=== The data ===

---------------

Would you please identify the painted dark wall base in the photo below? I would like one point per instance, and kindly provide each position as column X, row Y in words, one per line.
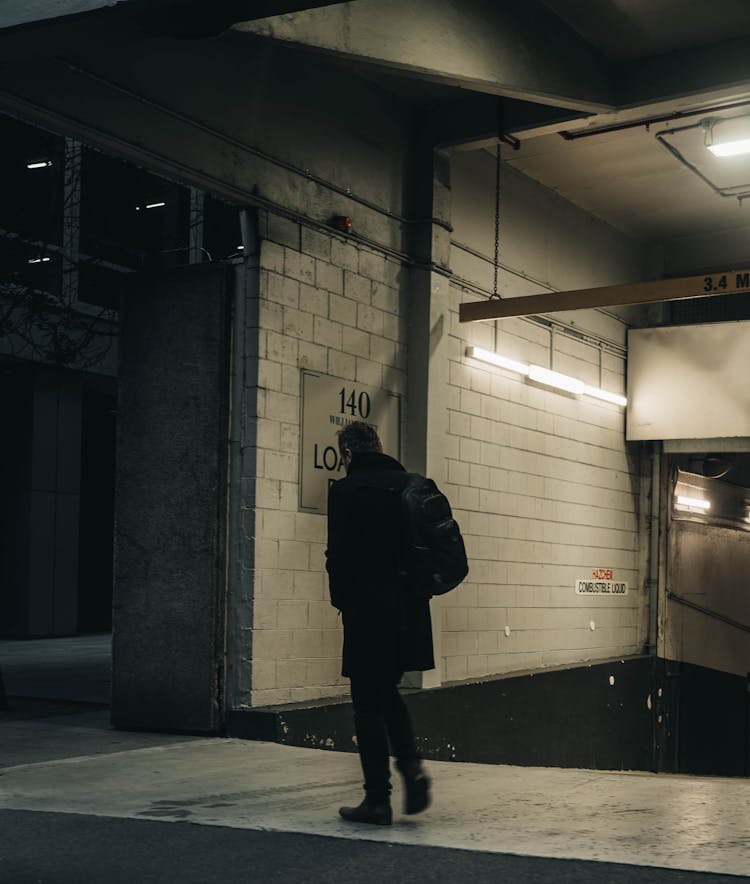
column 604, row 716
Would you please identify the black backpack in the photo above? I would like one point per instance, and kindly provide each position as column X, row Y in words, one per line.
column 434, row 556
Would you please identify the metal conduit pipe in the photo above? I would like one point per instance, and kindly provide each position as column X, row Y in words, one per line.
column 654, row 526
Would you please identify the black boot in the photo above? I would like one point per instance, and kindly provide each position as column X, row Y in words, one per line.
column 416, row 786
column 369, row 811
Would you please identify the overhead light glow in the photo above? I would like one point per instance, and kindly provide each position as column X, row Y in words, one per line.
column 546, row 377
column 731, row 148
column 555, row 379
column 605, row 396
column 496, row 359
column 728, row 137
column 693, row 503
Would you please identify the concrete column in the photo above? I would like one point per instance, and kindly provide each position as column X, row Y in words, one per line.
column 429, row 327
column 54, row 502
column 170, row 502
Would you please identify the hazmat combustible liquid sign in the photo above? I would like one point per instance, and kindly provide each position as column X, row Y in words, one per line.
column 602, row 583
column 328, row 405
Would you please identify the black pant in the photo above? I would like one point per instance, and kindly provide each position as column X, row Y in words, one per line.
column 380, row 718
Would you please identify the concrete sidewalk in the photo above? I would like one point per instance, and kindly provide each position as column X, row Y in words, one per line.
column 75, row 764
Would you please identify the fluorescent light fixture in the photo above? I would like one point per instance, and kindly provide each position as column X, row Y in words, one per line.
column 545, row 376
column 728, row 137
column 605, row 396
column 550, row 378
column 150, row 206
column 693, row 503
column 496, row 359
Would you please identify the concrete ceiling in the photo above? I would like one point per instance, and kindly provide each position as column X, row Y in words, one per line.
column 610, row 73
column 658, row 64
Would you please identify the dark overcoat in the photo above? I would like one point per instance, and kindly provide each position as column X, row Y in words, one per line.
column 386, row 627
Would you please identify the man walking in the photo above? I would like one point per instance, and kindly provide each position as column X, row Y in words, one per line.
column 387, row 629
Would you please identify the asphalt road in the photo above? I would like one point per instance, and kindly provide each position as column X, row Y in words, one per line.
column 54, row 848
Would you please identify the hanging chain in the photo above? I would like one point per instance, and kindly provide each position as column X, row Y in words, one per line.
column 495, row 289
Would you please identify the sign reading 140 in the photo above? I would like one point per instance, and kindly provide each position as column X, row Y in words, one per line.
column 358, row 405
column 328, row 405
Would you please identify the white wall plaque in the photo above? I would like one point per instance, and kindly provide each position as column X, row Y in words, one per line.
column 328, row 405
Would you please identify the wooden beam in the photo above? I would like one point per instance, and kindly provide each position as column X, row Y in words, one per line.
column 724, row 282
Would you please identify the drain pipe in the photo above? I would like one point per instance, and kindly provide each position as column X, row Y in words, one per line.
column 654, row 521
column 239, row 591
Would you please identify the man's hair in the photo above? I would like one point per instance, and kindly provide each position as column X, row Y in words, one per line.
column 359, row 438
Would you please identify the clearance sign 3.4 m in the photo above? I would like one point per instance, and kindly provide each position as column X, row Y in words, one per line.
column 723, row 282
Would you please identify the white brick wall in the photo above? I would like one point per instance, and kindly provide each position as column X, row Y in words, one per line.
column 542, row 484
column 324, row 305
column 545, row 492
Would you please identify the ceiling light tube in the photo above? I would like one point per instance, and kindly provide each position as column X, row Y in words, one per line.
column 728, row 137
column 692, row 503
column 605, row 396
column 550, row 378
column 496, row 359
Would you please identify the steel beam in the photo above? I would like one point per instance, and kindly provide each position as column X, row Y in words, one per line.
column 517, row 50
column 723, row 282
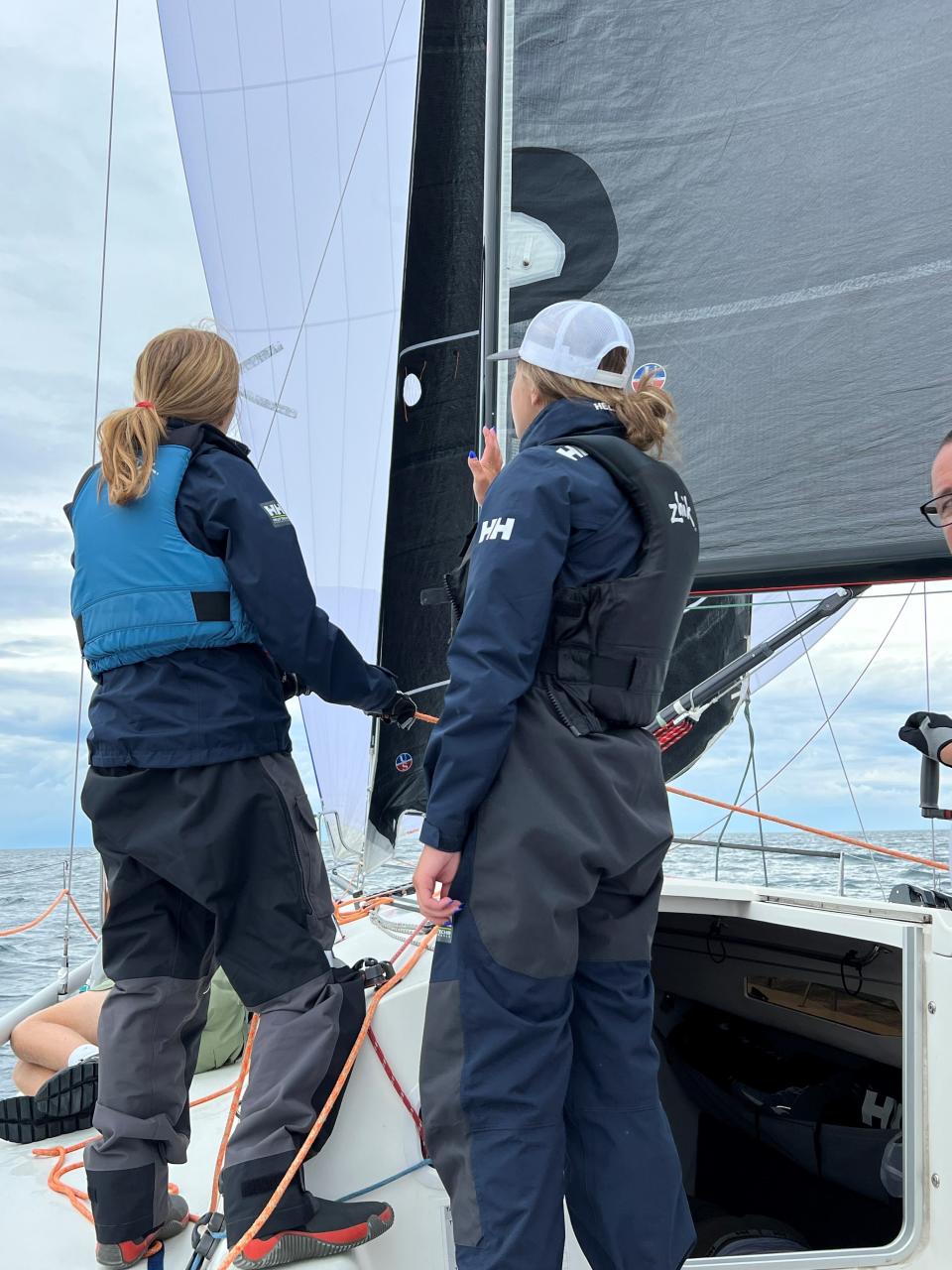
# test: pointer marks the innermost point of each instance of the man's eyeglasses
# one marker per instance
(938, 511)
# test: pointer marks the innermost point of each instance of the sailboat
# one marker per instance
(385, 191)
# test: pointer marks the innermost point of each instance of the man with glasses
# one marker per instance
(928, 731)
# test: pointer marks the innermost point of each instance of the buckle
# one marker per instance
(375, 973)
(208, 1232)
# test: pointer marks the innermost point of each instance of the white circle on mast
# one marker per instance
(413, 389)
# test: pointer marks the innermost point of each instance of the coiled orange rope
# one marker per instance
(42, 917)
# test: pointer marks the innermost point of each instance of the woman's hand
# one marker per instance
(435, 866)
(488, 467)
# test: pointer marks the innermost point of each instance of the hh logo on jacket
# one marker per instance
(497, 529)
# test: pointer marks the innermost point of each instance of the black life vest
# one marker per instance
(606, 654)
(608, 644)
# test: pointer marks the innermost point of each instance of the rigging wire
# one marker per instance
(842, 701)
(67, 879)
(730, 815)
(857, 599)
(757, 788)
(928, 706)
(839, 754)
(330, 231)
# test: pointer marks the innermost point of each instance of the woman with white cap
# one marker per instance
(547, 822)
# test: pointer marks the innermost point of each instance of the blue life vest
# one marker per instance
(141, 589)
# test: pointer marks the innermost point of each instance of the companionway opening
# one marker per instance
(785, 1101)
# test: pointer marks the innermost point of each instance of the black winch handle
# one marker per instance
(929, 792)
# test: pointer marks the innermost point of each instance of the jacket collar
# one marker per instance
(569, 417)
(211, 436)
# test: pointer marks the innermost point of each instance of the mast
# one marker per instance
(492, 208)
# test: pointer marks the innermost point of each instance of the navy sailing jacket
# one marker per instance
(547, 522)
(211, 705)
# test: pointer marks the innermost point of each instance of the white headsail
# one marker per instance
(296, 122)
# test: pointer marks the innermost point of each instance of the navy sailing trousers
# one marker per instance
(209, 865)
(539, 1076)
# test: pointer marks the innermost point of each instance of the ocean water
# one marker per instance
(31, 879)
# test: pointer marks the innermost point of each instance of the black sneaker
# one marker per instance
(130, 1252)
(333, 1229)
(72, 1091)
(22, 1123)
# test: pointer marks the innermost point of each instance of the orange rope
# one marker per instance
(28, 926)
(42, 917)
(80, 1199)
(807, 828)
(329, 1105)
(81, 916)
(791, 825)
(353, 910)
(232, 1109)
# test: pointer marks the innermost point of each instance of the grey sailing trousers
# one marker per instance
(209, 865)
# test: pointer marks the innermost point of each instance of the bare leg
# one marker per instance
(30, 1076)
(48, 1039)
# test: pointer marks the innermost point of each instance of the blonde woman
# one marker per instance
(547, 821)
(197, 619)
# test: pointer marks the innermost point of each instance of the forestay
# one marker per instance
(295, 121)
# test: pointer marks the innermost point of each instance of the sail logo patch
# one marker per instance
(655, 370)
(682, 511)
(276, 513)
(498, 529)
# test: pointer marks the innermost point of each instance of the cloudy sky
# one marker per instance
(55, 91)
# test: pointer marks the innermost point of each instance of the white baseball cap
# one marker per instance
(571, 338)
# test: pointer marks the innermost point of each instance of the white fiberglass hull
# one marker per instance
(376, 1138)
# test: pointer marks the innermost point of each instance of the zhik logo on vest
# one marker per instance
(276, 513)
(497, 529)
(682, 511)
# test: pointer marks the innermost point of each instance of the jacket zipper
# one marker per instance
(560, 712)
(290, 824)
(457, 611)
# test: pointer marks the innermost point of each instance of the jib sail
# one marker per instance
(296, 130)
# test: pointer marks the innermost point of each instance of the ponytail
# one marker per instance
(182, 373)
(128, 441)
(647, 412)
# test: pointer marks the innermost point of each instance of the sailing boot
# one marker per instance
(334, 1228)
(130, 1252)
(22, 1121)
(70, 1092)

---------------

=== What you need to do ===
Type the listing above out again exactly, and omit all pictures.

=== Exercise response ===
Would you please identify the painted dark wall base in the photo below? I would like one point per instance, and kindly provide each position as column X, row Y in words, one per line.
column 604, row 716
Would you please identify the black backpack in the photo above? I would like one point per instance, and kindly provide each position as column X, row Y in words, one per line.
column 434, row 556
Would you please identify the metal conduit pipe in the photo above? I would like one point per instance, and kindly provide each position as column X, row Y in words, one per line.
column 654, row 526
Would you please identify the black boot in the photo above? I would like one point per instance, and kindly provide each position as column X, row Y in words, one per line.
column 416, row 786
column 369, row 811
Would you please identify the overhead light glow in the photo above? I would like one point per instance, and kindly provide each position as column X, row Y in words, one per line.
column 546, row 377
column 731, row 148
column 555, row 379
column 605, row 396
column 496, row 359
column 728, row 137
column 693, row 503
Would you please identify the concrete column in the photo above? I would like one point per instance, and kindly provide each position as column X, row Y in words, one per line.
column 429, row 327
column 54, row 502
column 170, row 502
Would you please identify the hazmat combustible liquid sign in the photo above? I would like one point per instance, and kindly provide each position as column X, row Y in words, one per line.
column 602, row 583
column 328, row 405
Would you please identify the black pant in the photo above? I would like one point per instance, and kindly provide each position as column X, row Y in words, one per line.
column 380, row 718
Would you please identify the concrete sidewalk in the photo above? I would like one point per instance, and kindly provide each position as column X, row Y in words, one per line.
column 75, row 764
Would you please identify the fluorescent light fixture in the photo above? I would like one point per instance, and kindly provide each position as column X, row Y in words, one per line.
column 545, row 376
column 728, row 137
column 605, row 396
column 550, row 378
column 150, row 206
column 693, row 503
column 496, row 359
Would you please identify the concrete ceiling in the photo above? I would like one point per instance, and kindly provide each position as column X, row Y in words, one per line.
column 610, row 73
column 658, row 64
Would you please identify the dark overcoat in the photo above? I would like one point per instance, and kindly provide each position as column X, row Y in words, one per line.
column 386, row 627
Would you please identify the man walking in the photo above? I would like one point per instance, and kindly provide each position as column X, row Y in words, one per line.
column 387, row 629
Would you please identify the asphalt road in the photo above? I would like one point per instance, and kindly provide each position as column X, row Y in words, one per line.
column 54, row 848
Would you please identify the hanging chain in the photo above? I would like one point per instance, and kindly provide each position as column X, row Y in words, one per line.
column 495, row 289
Would you please identify the sign reading 140 in the photo above? I would like one point per instance, and kindly provide each position as column X, row Y in words, one per line.
column 358, row 405
column 328, row 405
Would you please identify the white wall plaque in the photo above? I would like one point per instance, and kindly provide each position as column X, row Y in words, one per line.
column 328, row 405
Would you please identify the wooden beam in the photo above? I would like one point per instance, and kindly provide each position as column X, row Y in words, one per line.
column 724, row 282
Would you please identify the drain pipe in the photo above? I would like one point per instance, and kindly provide each position as column X, row Y in words, one per line.
column 654, row 521
column 239, row 591
Would you please identify the man's hair in the photo above? I would like one point per instance, and kindly provide each position as column X, row Y in words, one per line.
column 359, row 438
Would you please identify the clearance sign 3.4 m in the photo above? I would like one point per instance, and kindly provide each position as column X, row Y in words, one per line.
column 723, row 282
Would you please identify the white brick wall in the photo above? I would like one point per instance, and kindly provide each position as column X, row Y in words, one per line.
column 542, row 484
column 324, row 305
column 545, row 492
Would you please identify the ceiling light tube in the photo above? I would like one point per instance, and kindly provide each position as column X, row Y in words, one per line.
column 728, row 137
column 692, row 503
column 605, row 396
column 550, row 378
column 496, row 359
Would you please identify the steel beam in the photo above? I would like one point per instance, and kindly provide each position as column X, row Y in words, one per line.
column 517, row 50
column 723, row 282
# test: pointer marks the innermost point of each instance of the man's eyeglasses
# one marker per instance
(938, 511)
# test: pointer marks the innermost point of each instance of the sailboat
# one marker per instance
(385, 191)
# test: pointer marks the innermost point of each instance of the man with glasses
# one marker per instance
(928, 731)
# test: pointer marks the innermost point of each instance of the buckle
# one marker per instance
(375, 973)
(208, 1232)
# test: pointer marks the innermost point of each instance of the white circle on mast
# one marker per instance
(413, 389)
# test: pointer marks the innermost point of each instance of the coiled orange rope
# one marker per instance
(42, 917)
# test: pointer marks the innermost point of each instance of the woman's hand
# one marker per instance
(435, 866)
(488, 467)
# test: pointer marks the innermost point of each instance of the hh logo on jacket
# one marker per instance
(497, 529)
# test: pointer marks the innermost point of each instance of the black life vest
# one marker per instance
(606, 654)
(608, 644)
# test: pointer marks the innermost point of each instance of the rigging wire
# one marker per instance
(842, 701)
(67, 879)
(730, 815)
(857, 599)
(757, 788)
(928, 706)
(839, 754)
(330, 231)
# test: pointer marks the innermost point of each instance of the woman with white cap
# one marker per instance
(547, 822)
# test: pointer marks the innermost point of each instance of the blue life vest
# one marker per instance
(141, 589)
# test: pointer marks the innermost point of each instance of the companionway opening
# one marker per instance
(785, 1101)
# test: pointer marks the innermost point of each instance of the black winch handle
# one marker per instance
(929, 792)
# test: pointer marks the innermost point of each instance of the jacket collar
# one marker per instance
(569, 417)
(211, 436)
# test: pointer marks the innermost point of each instance of the mast
# one marker per instance
(492, 208)
# test: pointer marks the innermost point of each instance of the navy sailing jacket
# one marker per instance
(547, 522)
(211, 705)
# test: pointer marks the innermost point of each instance of the white headsail
# one marker per instance
(296, 122)
# test: pointer marks the innermost point of each instance of the navy sailing trousers
# one marker per instance
(209, 865)
(539, 1076)
# test: pointer marks the innermost point of each instance of the ocean water
# one marker per instance
(31, 879)
# test: pointer marks the innermost point of each instance of the black sneaker
# one marker per instance
(130, 1252)
(333, 1229)
(72, 1091)
(22, 1123)
# test: pointer marks the innermost point of each instance of the orange rope
# one marker per instance
(28, 926)
(42, 917)
(80, 1199)
(807, 828)
(329, 1105)
(81, 916)
(791, 825)
(353, 910)
(232, 1109)
# test: pointer marks the innermost point of each instance of the grey sailing trousers
# one marker per instance
(209, 865)
# test: pointer marks the innermost point of each instance of the bare leg
# one marker per instance
(30, 1076)
(48, 1039)
# test: pointer marks the innermost point of each instance of the blonde woman
# one marker per instance
(547, 821)
(197, 619)
# test: pointer marks the innermost point of each instance of the forestay
# one marker per instance
(295, 121)
# test: pointer marks the innermost point of each instance of the sail logo patch
# one marker per instance
(655, 370)
(682, 511)
(276, 513)
(498, 529)
# test: pointer marks the innermost point of each instance of the cloudy sky
# one marker per instance
(55, 91)
# test: pointer marks the innermost point of each instance of the white baseball cap
# one marker per instance
(571, 338)
# test: pointer marks the innermost point of each instance of the white fiberglass hull
# one marker per instance
(376, 1138)
# test: pointer marks the innermost point of each instance of the zhik logo on vest
# one marker per instance
(276, 513)
(497, 529)
(682, 511)
# test: pointer marks the innermost point of each instance of the jacket zipper
# one marker per instance
(560, 712)
(290, 824)
(457, 611)
# test: pointer marks the innermost point of each instance of the jib sail
# one marker per instance
(296, 130)
# test: pointer marks the innermost point of each instance of the ponytail
# one marker per instance
(182, 373)
(128, 441)
(647, 412)
# test: pointer marks the innermost point of each instance of the sailing boot
# one marker per instance
(334, 1228)
(130, 1252)
(22, 1121)
(70, 1092)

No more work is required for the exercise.